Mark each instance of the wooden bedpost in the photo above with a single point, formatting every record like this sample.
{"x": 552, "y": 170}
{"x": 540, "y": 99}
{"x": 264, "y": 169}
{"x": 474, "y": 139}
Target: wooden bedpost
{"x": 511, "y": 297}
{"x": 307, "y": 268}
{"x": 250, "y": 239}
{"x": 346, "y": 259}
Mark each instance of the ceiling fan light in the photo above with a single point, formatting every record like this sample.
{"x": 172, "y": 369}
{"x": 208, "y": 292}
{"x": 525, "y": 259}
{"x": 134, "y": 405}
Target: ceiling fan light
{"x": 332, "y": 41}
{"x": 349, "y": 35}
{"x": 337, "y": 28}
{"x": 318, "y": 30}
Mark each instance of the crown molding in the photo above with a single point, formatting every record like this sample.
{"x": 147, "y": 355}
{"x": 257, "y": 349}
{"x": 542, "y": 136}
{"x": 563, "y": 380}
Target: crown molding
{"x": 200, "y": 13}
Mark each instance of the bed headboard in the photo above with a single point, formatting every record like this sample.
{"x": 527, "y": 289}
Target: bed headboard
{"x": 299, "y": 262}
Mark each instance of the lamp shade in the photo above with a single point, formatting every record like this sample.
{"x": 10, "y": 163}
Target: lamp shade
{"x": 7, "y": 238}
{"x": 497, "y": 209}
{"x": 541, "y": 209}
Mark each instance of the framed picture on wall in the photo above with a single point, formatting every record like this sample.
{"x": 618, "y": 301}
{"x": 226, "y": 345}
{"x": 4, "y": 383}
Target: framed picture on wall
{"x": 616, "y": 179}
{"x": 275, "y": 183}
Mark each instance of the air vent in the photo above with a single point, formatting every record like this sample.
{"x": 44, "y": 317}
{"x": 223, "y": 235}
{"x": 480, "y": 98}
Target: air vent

^^^^^^^^^^^^^^^^

__Directions__
Copy out every line from the one containing "Mark each instance of the lamp" through the end of the lines, requests included, and offset each coordinate in the answer points by adding 134. Leave the requests and their sample points unchanged.

__Answer to this problem__
Mark each instance of the lamp shade in the photo above with a single point, formatting every record like this sample.
{"x": 10, "y": 163}
Target: lamp shade
{"x": 141, "y": 372}
{"x": 631, "y": 343}
{"x": 675, "y": 343}
Mark each instance of the framed picture on wall in the photo above with a single point, formatting every record like this sample.
{"x": 618, "y": 301}
{"x": 226, "y": 345}
{"x": 4, "y": 383}
Target: framed picture on wall
{"x": 750, "y": 313}
{"x": 409, "y": 317}
Mark each instance of the air vent in the photo above with a single point, formatting every record like this sample.
{"x": 44, "y": 317}
{"x": 223, "y": 235}
{"x": 480, "y": 98}
Target: air vent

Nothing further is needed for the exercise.